* [Task prompt] Which lines in the records below contain the word "stone"? Return each of those lines in full.

* [Material to process]
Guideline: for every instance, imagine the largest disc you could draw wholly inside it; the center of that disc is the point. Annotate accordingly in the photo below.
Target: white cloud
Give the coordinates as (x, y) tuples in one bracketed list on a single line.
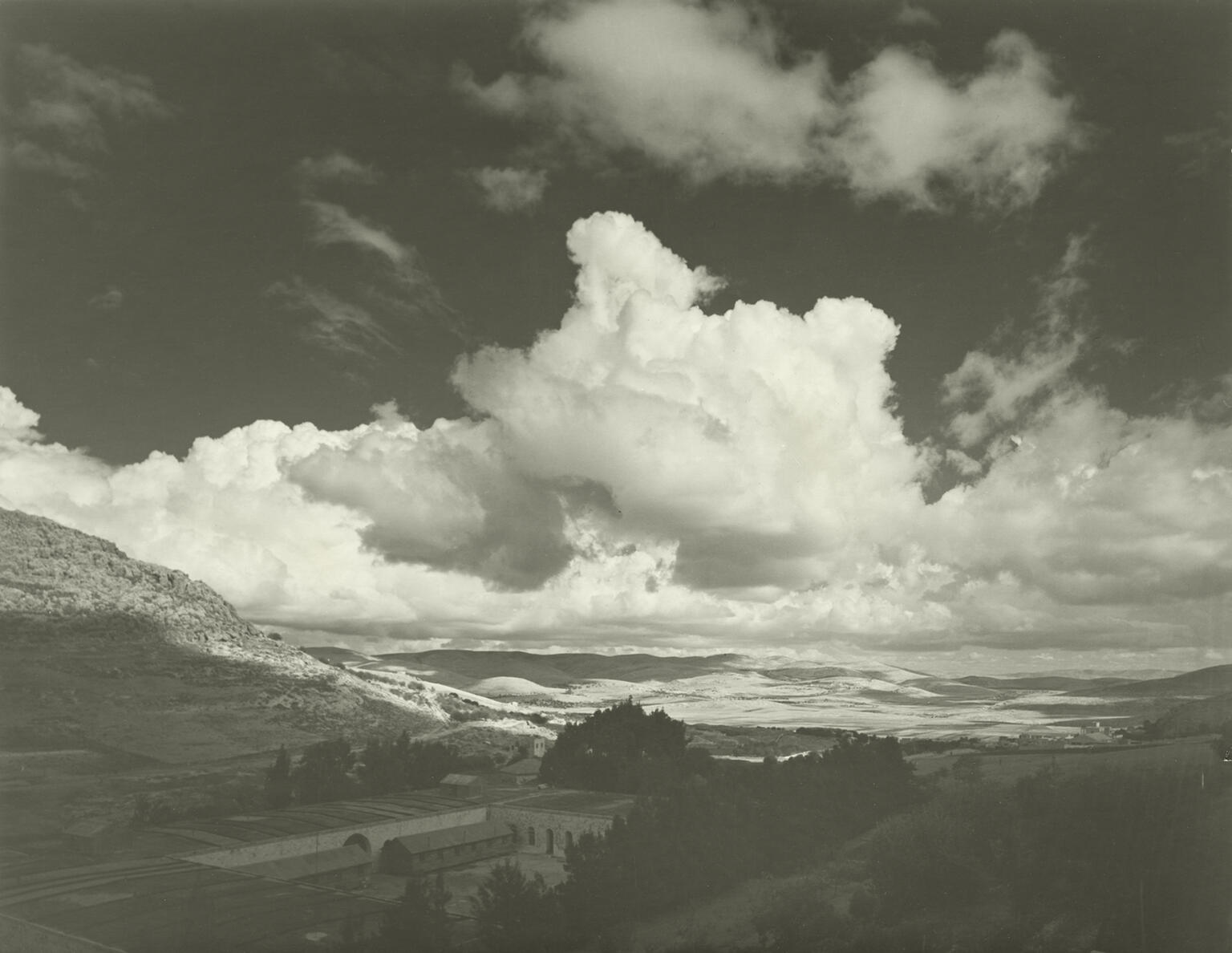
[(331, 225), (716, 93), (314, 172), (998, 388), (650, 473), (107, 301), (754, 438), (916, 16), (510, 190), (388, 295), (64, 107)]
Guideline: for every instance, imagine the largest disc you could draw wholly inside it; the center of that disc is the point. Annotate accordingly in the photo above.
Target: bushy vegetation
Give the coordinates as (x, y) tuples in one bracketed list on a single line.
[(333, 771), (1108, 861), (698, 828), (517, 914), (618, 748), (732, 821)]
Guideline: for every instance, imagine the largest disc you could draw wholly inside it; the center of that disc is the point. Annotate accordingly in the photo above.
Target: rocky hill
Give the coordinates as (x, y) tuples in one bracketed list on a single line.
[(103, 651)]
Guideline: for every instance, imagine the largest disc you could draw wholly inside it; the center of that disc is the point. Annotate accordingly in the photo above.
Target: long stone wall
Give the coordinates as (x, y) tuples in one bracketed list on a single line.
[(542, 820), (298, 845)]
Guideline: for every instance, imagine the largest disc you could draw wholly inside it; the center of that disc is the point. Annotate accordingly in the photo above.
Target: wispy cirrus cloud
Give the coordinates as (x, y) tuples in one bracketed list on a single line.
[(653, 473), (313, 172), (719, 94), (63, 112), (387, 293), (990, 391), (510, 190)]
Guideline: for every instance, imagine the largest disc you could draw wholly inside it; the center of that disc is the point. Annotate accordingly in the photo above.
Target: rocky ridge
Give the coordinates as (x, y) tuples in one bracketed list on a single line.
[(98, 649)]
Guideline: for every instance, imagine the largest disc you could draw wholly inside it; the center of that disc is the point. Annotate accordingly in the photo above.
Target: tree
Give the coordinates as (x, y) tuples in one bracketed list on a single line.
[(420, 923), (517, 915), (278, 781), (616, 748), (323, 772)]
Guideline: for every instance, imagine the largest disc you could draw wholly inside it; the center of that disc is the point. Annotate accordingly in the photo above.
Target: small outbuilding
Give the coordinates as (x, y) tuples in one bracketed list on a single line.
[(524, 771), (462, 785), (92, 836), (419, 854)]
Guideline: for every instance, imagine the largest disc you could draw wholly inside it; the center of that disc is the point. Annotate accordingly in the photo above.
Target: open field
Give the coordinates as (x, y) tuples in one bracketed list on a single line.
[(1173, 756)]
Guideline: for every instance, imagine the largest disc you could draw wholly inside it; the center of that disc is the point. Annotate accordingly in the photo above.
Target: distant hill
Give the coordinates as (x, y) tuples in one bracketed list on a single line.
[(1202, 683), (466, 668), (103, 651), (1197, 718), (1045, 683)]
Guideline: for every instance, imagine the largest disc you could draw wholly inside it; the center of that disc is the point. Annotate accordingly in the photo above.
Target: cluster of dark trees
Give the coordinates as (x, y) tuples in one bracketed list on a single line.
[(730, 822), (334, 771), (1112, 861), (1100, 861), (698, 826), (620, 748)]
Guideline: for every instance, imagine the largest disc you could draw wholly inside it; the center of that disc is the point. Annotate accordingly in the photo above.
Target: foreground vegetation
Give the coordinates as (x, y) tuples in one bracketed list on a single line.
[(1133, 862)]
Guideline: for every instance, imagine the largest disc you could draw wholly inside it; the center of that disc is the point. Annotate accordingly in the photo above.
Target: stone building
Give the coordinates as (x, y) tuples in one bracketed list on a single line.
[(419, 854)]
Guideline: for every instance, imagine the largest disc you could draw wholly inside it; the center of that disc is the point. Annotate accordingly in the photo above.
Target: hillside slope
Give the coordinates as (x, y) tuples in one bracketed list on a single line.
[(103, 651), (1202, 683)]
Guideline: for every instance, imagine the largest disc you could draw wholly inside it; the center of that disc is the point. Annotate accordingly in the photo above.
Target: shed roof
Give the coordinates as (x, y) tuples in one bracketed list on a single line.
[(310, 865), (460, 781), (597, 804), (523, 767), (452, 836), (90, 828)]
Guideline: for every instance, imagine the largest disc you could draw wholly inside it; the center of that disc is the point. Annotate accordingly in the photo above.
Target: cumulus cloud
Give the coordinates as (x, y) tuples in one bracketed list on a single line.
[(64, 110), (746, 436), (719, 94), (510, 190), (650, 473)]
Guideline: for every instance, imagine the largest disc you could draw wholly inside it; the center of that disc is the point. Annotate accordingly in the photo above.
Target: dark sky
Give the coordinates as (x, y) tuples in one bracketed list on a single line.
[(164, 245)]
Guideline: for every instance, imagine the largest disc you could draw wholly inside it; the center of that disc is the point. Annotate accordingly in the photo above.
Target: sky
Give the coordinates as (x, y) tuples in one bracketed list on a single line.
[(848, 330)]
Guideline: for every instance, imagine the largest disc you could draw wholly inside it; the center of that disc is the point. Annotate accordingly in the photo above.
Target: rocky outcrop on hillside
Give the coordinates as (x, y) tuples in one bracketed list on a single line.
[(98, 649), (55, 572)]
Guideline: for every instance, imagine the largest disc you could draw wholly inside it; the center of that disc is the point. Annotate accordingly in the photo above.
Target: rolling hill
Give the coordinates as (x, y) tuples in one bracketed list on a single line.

---

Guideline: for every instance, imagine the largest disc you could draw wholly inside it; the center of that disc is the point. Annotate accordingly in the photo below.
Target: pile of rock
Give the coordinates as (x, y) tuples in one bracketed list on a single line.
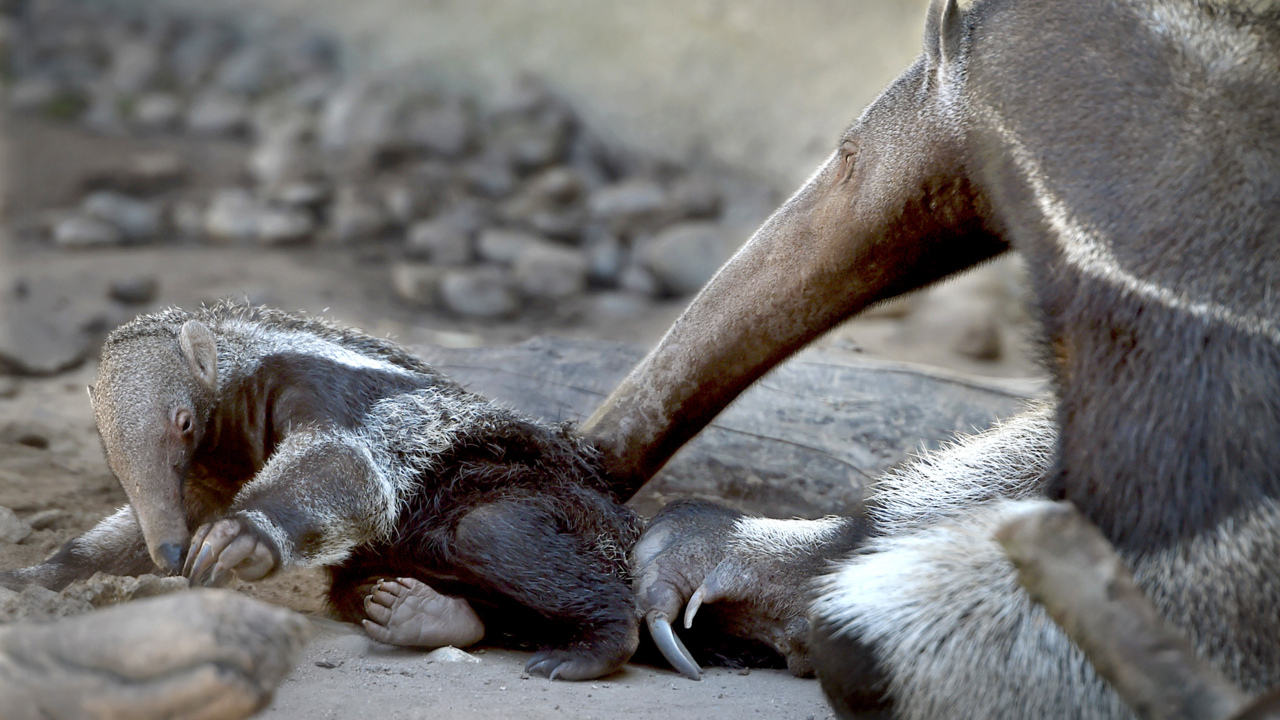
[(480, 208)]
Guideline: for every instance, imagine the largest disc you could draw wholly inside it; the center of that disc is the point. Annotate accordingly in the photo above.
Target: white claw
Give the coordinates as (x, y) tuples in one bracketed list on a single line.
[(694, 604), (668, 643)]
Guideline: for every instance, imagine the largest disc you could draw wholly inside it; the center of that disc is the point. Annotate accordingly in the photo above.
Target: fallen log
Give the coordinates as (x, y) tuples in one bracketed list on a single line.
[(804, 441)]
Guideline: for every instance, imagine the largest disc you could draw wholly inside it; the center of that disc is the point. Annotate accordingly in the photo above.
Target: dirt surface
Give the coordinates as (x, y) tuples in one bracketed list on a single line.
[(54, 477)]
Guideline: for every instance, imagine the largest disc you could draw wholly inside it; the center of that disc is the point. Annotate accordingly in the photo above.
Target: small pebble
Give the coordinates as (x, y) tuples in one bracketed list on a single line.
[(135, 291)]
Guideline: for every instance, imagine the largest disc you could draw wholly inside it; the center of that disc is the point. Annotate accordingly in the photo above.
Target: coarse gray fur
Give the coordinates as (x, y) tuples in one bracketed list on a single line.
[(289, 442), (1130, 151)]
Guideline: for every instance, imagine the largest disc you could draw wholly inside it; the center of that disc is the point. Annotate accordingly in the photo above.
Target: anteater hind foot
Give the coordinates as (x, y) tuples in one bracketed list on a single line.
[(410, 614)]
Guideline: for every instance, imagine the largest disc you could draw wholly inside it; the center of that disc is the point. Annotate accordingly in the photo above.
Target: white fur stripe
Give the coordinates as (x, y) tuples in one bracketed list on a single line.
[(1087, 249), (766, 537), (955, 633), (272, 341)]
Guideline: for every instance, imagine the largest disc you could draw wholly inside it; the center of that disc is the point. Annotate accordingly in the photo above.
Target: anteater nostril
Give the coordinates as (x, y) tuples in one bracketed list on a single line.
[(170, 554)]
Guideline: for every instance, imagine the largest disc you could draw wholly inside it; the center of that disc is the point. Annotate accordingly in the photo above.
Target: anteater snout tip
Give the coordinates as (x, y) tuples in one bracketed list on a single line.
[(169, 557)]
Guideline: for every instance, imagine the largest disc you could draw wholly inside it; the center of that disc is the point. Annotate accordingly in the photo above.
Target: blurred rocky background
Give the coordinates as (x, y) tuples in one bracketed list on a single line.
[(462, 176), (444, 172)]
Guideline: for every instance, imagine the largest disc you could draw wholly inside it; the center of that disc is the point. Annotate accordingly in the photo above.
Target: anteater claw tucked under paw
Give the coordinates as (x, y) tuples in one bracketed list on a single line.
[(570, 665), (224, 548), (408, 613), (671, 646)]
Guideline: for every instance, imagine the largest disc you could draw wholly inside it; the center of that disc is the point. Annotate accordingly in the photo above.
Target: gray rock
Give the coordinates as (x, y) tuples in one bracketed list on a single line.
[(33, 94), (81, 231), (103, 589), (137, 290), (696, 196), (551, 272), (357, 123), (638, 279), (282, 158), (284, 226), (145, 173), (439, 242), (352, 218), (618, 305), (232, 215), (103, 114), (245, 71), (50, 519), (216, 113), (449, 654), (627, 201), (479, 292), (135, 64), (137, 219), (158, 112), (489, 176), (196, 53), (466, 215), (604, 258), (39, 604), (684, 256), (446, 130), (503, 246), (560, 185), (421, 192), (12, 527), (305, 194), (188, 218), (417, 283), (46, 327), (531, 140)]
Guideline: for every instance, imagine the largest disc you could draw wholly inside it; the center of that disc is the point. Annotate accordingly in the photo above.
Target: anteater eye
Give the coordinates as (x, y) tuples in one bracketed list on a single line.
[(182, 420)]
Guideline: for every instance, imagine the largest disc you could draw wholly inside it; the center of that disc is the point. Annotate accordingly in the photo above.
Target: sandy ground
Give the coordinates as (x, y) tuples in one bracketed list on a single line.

* [Output of the task]
Target: long stone wall
Target: stone building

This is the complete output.